# Your task
Please rewrite the material below, substituting "image" for "photograph" and leaving everything else unchanged. Omit the pictures from your answer.

# Available data

* * * * *

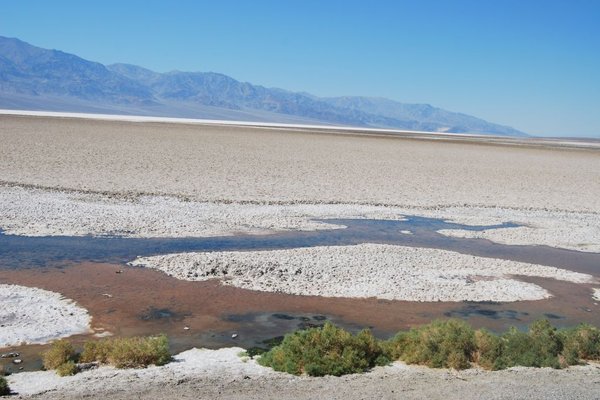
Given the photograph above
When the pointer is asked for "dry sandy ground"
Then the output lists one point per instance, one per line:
(221, 374)
(73, 176)
(214, 163)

* * * * *

# Answer to the problem
Given the image above
When the pointer is asked for "dry sandy ground"
Then the output lists one point per instance, one per line:
(221, 374)
(73, 176)
(214, 163)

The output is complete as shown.